* Start DATASET ENTRIES *

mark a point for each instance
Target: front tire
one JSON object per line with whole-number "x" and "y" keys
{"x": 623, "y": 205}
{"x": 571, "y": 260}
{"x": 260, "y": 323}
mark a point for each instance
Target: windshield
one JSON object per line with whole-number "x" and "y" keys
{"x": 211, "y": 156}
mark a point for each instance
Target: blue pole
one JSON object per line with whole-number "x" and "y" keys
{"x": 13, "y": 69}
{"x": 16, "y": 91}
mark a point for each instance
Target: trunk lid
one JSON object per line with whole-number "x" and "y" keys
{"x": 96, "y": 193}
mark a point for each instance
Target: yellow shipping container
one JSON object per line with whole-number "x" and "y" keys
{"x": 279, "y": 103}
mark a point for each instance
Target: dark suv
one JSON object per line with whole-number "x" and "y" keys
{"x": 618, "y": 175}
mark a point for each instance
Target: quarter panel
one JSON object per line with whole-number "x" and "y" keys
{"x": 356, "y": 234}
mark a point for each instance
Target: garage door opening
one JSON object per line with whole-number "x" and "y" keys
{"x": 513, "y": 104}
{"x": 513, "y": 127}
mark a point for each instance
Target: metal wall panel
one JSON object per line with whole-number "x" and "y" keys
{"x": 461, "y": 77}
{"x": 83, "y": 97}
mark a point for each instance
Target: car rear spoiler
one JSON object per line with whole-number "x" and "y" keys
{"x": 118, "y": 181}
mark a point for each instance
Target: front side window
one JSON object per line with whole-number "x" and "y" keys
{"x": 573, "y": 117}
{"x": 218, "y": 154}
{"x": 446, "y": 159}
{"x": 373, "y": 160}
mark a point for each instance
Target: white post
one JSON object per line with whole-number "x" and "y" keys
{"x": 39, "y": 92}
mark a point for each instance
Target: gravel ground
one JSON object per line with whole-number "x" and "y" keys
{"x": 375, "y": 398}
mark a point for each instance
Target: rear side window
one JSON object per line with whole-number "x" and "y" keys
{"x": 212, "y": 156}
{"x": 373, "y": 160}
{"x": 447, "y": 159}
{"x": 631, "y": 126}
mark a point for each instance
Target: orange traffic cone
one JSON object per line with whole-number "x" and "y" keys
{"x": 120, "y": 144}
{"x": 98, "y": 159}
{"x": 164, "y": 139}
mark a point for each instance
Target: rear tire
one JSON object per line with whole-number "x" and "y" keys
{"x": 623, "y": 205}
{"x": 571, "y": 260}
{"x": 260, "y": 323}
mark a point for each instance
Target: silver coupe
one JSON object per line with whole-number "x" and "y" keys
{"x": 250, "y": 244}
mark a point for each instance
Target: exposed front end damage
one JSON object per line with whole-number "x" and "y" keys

* End DATASET ENTRIES *

GIVEN INSTRUCTION ->
All the entries above need to be reproduced exactly.

RESULT ->
mark a point for each instance
Target: front tire
one JSON object per line with whole-number "x" and "y" keys
{"x": 623, "y": 205}
{"x": 571, "y": 260}
{"x": 260, "y": 323}
mark a point for each instance
Target: windshield
one JSON object per line with whole-number "x" and "y" keys
{"x": 211, "y": 156}
mark a point for each instance
Target: blue pole
one JSON object per line with whole-number "x" and "y" keys
{"x": 13, "y": 69}
{"x": 16, "y": 91}
mark a point for each instance
Target: trunk lid
one JSON object per line with whole-number "x" and "y" keys
{"x": 96, "y": 193}
mark a point for each instance
Target: yellow shipping container
one JSON object per line with whole-number "x" and "y" keys
{"x": 279, "y": 103}
mark a point for each instance
Target: dark suv
one JSON object per line with whole-number "x" and "y" keys
{"x": 618, "y": 175}
mark a point for each instance
Target: quarter panel
one JSON object per line with whole-number "x" and "y" keys
{"x": 356, "y": 234}
mark a point for each instance
Target: garage door opening
one JSON object per line with whole-number "x" and "y" keys
{"x": 513, "y": 104}
{"x": 513, "y": 127}
mark a point for each instance
Target: metal wall panel
one JSON object per line with whole-number "x" and "y" keys
{"x": 461, "y": 77}
{"x": 83, "y": 97}
mark a point for each instance
Target: car rear spoiler
one JSON object per line with whole-number "x" and "y" keys
{"x": 118, "y": 181}
mark a point for each instance
Target: front side window
one JSON object per line with whole-number "x" and "y" keys
{"x": 573, "y": 117}
{"x": 218, "y": 154}
{"x": 446, "y": 159}
{"x": 373, "y": 160}
mark a point for each instance
Target: white post
one JSON object per line with whole-number "x" and "y" keys
{"x": 39, "y": 92}
mark a point for each instance
Target: gravel ground
one JSON object per line with whole-number "x" and "y" keys
{"x": 375, "y": 398}
mark a point for each instance
Target: rear side window
one JSON object per line with whole-number "x" and "y" keys
{"x": 212, "y": 156}
{"x": 373, "y": 160}
{"x": 447, "y": 159}
{"x": 631, "y": 126}
mark a point for each instance
Target: orange traffic cone
one JSON object per line with whole-number "x" and "y" keys
{"x": 120, "y": 144}
{"x": 98, "y": 159}
{"x": 164, "y": 139}
mark a point for each instance
Target: rear tire
one JSON object per line with whole-number "x" and "y" keys
{"x": 623, "y": 205}
{"x": 571, "y": 260}
{"x": 260, "y": 323}
mark a point for each instance
Target: silver coupe
one JSON object per line with whole-number "x" and "y" keys
{"x": 250, "y": 244}
mark a point for each instance
Target: exposed front end damage
one JSON object per line with whole-number "x" and "y" keys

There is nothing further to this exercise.